◆ Exercise text
━━━━━━━━━━━━━━━━━━━━━━━━━━━━━━
🔬 WHAT THEY DID

Study design: Technical report and reveiw (a team of experts looked at global data)

Who was studied: People all over the world, comparing wealthy countries to lower-income countries, with a special focus on pregnant women, women after menopause, and teenagers.

How long: The expert team met in 2021 to review past and current evidence.

What they measured: How much calcium people eat versus how many health problems they have, such as broken bones, pregnancy complications, and high blood pressure.

Funding: The Children’s Investment Fund Foundation (CIFF)

📊 WHAT THEY FOUND

Main finding 1: You cannot diagnose calcium deficiency with a standard blood test.

Your body keeps blood calcium levels normal by "stealing" calcium from your bones if you don't eat enough, meaning a blood test will look fine even if your bones are starving.

Main finding 2: Calcium intake is tricky because it interacts with other foods.

High salt intake causes you to lose calcium in urine, while certain plant compounds (in grains and vegetables) can block calcium absorption. This means how much you absorb matters more than just how much you eat.

Main finding 3: The Calcium Paradox

About 3.5 billion people, mostly in Africa and Asia, don’t get enough calcium, yet these populations often have lower rates of hip fractures than people in wealthy Western countries who consume high amounts of dairy. (However, this may be a prime example of ecological fallacy at play.)

⚠️ LIMITATIONS

Rather than a new experiment with patients, a task force of experts reviewed existing evidence. This means that conclusions are only as good as the older studies they analyzed, and many of those studies use different methods that are hard to compare directly.

  • Estimates vs. Reality: In countries without diet surveys, researchers estimated calcium intake using national data on food availability. This method guesses how much people eat based on the national food supply, which ignores food waste and doesn’t account for how food is distributed between rich and poor or men and women.

  • Data gaps for non-Western countries: Data from low- and middle-income countries is sparse and often relies on estimates rather than direct measurement.

  • Hospital bias: In regions like South Asia, much of the data comes from hospital-based studies rather than the general healthy population. Patients in hospitals may be sicker or have different risks than the average woman, meaning these results might not apply to everyone.

  • Comparing “apples to oranges” in bone health: The study compares fracture rates and bone density across the world, but different regions use different measuring tools. This makes it difficult to scientifically compare bone health between regions.

  • Correlation is not causation: Trends seen at a country level does not necessarily apply to individuals. Most of the evidence linking calcium to bone health is observational and there is a lack of high-quality randomized controlled trials in populations experiencing the “calcium paradox.”

💡 BOTTOM LINE

Because standard blood tests cannot detect nutritional calcium deficiency, women should focus on dietary consistency and absorption (like vitamin D and limiting salt) rather than waiting for a test result to show a problem.
━━━━━━━━━━━━━━━━━━━━━━━━━━━━━━
◆ Provided information
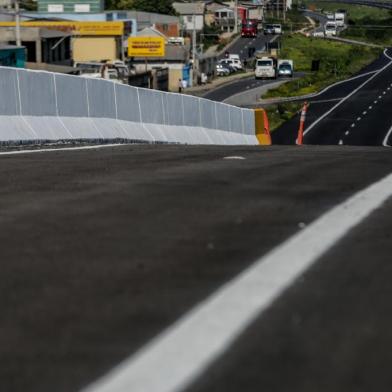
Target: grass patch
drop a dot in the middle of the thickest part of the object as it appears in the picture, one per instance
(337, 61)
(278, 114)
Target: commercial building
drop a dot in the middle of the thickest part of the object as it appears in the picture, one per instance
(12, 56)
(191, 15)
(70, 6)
━━━━━━━━━━━━━━━━━━━━━━━━━━━━━━
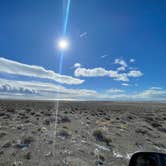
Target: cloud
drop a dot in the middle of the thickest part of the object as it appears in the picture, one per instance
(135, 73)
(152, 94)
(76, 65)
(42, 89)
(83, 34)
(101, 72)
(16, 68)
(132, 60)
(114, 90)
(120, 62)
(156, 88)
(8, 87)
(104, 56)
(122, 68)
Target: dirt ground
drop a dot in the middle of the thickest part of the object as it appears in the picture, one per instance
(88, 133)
━━━━━━━━━━━━━━━━━━━━━━━━━━━━━━
◆ Task brief
Answer these questions using the calcium summary above.
1. Which organization funded the work?
2. In what year did the expert team meet?
3. About how many people don't get enough calcium, and in which regions do most of them live?

◆ Exercise result
1. The Children’s Investment Fund Foundation (CIFF)
2. 2021
3. About 3.5 billion people, mostly in Africa and Asia